(Some records)
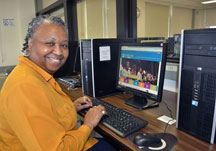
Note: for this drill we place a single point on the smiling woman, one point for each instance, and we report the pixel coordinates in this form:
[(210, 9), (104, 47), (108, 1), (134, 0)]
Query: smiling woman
[(48, 47), (35, 114)]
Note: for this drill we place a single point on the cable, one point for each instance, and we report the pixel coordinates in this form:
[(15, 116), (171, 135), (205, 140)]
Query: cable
[(170, 111)]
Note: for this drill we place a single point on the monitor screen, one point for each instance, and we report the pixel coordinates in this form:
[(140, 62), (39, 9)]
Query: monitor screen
[(141, 69)]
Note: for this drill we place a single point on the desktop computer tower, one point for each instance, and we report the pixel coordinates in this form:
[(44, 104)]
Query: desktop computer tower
[(99, 65), (196, 109)]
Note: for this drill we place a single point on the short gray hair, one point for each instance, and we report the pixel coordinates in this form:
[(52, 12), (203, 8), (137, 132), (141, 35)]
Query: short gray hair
[(37, 22)]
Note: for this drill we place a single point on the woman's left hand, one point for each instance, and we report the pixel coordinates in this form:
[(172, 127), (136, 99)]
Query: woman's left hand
[(82, 103)]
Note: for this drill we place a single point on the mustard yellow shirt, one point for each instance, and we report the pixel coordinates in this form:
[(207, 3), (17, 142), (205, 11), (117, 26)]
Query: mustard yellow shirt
[(36, 115)]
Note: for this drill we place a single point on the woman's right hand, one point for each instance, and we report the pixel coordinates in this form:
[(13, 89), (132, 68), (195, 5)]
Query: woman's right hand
[(93, 116)]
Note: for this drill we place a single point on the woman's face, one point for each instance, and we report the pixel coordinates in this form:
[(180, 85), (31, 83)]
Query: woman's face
[(48, 48)]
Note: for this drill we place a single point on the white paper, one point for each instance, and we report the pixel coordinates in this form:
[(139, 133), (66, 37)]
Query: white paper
[(105, 54), (167, 119), (8, 22)]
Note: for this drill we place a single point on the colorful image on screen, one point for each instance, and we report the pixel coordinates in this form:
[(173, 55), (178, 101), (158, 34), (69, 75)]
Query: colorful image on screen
[(140, 67)]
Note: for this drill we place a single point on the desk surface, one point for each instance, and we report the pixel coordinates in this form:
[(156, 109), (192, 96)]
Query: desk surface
[(186, 142)]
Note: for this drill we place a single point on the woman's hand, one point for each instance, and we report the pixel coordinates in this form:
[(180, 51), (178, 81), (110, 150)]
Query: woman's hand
[(93, 116), (82, 103)]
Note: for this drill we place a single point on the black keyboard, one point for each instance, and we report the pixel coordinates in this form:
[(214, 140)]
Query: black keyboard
[(118, 120)]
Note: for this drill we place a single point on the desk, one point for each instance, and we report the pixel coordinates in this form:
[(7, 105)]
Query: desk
[(186, 142)]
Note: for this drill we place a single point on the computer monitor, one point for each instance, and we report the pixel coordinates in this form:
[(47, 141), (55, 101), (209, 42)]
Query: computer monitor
[(77, 63), (141, 69)]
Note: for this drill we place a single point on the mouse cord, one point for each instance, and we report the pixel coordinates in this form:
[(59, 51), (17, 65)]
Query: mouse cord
[(171, 115)]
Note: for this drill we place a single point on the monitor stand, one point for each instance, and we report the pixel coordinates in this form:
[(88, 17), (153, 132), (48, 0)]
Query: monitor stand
[(141, 102)]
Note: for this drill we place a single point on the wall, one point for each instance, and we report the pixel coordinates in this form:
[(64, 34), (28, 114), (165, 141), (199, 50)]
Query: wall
[(12, 37), (96, 19)]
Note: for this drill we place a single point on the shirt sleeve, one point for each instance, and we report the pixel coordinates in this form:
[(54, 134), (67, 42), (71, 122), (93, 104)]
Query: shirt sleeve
[(30, 116)]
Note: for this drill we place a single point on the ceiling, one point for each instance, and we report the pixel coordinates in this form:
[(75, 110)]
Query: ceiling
[(195, 4)]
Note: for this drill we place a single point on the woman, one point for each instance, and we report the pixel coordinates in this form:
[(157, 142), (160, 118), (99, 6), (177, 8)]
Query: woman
[(35, 114)]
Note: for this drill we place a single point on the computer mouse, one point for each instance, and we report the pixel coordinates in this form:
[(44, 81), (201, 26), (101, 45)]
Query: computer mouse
[(145, 140)]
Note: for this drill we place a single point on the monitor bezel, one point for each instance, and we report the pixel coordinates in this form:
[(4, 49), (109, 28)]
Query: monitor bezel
[(150, 96)]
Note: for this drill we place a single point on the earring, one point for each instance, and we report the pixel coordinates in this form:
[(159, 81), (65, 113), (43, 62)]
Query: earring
[(26, 53)]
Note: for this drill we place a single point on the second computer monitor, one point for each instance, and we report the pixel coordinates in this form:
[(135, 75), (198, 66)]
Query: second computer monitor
[(141, 69)]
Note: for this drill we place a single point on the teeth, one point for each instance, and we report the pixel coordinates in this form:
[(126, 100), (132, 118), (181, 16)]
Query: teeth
[(54, 60)]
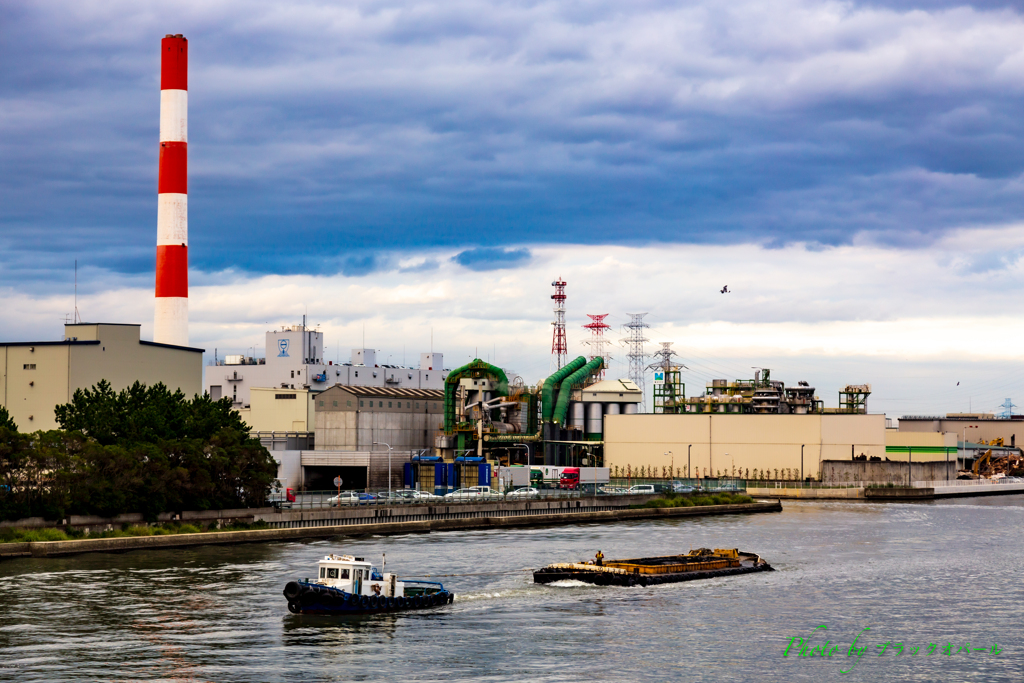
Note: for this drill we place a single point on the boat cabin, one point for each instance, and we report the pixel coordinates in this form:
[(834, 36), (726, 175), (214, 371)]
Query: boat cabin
[(356, 575)]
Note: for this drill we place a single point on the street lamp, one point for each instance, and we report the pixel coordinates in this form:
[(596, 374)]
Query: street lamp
[(388, 468), (965, 450)]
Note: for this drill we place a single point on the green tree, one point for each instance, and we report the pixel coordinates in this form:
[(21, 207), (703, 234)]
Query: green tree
[(141, 450)]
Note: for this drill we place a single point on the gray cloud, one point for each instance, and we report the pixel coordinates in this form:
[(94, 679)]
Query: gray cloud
[(322, 130)]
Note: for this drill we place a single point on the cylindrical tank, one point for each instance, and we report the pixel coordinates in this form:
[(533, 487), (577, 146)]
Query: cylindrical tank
[(579, 413), (594, 420)]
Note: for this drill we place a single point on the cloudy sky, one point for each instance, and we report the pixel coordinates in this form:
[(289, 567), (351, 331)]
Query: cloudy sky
[(853, 171)]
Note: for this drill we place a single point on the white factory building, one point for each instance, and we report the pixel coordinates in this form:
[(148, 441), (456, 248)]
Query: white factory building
[(295, 360)]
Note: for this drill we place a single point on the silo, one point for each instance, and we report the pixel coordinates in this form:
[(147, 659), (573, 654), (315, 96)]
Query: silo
[(594, 421), (579, 413)]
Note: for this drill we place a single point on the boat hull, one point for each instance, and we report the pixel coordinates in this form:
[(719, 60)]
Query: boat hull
[(748, 564), (307, 598)]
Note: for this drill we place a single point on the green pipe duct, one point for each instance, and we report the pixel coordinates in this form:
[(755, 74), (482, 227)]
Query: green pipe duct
[(452, 386), (565, 392), (548, 398)]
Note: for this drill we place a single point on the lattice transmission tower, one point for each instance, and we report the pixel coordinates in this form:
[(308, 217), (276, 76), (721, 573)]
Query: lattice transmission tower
[(1009, 407), (597, 343), (559, 348), (636, 354), (670, 392)]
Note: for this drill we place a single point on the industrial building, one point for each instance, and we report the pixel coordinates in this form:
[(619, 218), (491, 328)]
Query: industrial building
[(976, 427), (278, 411), (295, 359), (353, 418), (731, 444), (39, 376), (837, 446)]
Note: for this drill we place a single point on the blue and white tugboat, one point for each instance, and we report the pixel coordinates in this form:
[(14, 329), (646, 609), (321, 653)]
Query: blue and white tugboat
[(349, 585)]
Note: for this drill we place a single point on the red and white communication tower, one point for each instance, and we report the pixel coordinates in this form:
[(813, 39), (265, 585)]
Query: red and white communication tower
[(171, 315), (558, 347), (598, 344)]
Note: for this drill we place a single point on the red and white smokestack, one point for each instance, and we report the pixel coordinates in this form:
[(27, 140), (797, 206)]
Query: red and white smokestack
[(171, 319)]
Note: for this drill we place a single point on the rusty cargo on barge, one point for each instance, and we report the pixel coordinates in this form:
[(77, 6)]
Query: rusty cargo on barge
[(700, 563)]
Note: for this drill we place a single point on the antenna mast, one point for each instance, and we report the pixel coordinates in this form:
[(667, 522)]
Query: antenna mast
[(77, 318), (558, 347), (636, 354), (597, 342)]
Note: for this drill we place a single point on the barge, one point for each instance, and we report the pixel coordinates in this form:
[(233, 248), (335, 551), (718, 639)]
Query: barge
[(700, 563), (348, 585)]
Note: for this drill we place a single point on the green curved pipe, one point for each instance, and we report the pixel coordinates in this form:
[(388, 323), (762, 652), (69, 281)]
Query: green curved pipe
[(452, 386), (565, 392), (548, 397)]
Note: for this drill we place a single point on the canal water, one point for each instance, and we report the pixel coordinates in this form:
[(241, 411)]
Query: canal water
[(942, 577)]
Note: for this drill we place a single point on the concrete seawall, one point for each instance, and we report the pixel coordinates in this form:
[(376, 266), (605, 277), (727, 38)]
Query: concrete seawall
[(882, 494), (58, 548)]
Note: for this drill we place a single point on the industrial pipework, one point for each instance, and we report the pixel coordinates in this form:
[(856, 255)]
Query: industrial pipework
[(475, 368), (565, 391), (553, 382)]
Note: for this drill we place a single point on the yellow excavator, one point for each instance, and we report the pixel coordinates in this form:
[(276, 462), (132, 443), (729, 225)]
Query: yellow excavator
[(980, 461)]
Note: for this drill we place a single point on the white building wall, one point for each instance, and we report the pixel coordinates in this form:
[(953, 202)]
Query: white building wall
[(295, 358)]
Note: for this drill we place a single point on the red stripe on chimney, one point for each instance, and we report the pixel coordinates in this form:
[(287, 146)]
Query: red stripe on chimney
[(174, 63), (172, 270)]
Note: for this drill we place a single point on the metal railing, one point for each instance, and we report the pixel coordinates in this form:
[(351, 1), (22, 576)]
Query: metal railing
[(969, 482), (322, 500)]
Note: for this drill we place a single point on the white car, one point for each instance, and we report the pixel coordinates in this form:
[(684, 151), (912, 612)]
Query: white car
[(525, 492), (472, 492), (613, 489), (350, 498), (413, 495)]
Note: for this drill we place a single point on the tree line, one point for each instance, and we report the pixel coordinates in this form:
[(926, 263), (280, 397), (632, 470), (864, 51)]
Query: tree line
[(140, 450)]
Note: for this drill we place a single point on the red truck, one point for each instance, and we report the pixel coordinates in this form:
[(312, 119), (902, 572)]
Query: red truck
[(569, 478)]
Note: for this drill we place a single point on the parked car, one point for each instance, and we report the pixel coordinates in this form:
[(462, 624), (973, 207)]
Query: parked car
[(473, 492), (350, 498), (282, 499), (413, 495), (519, 494), (615, 491)]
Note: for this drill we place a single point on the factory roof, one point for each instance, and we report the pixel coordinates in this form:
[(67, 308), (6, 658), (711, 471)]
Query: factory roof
[(611, 390), (393, 392), (613, 385)]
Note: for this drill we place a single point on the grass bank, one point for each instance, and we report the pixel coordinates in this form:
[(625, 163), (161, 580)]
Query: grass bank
[(71, 534), (690, 500)]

• [Objective]: Copy the data from the line with "on the street" up to and including the line with "[(141, 450)]", renaming "green tree" to "tall tree" throughout and changing nothing else.

• [Result of this exercise]:
Note: for this drill we place a single point on the street lamp, one point for each instance, and we report the pixel coordinates in this form:
[(596, 374)]
Query: street lamp
[(388, 468), (965, 450)]
Note: for this drill we place a single point on the tall tree, one point for each instance, and we report the pixel coordinates in this form:
[(21, 207), (703, 234)]
Query: tall tree
[(141, 450)]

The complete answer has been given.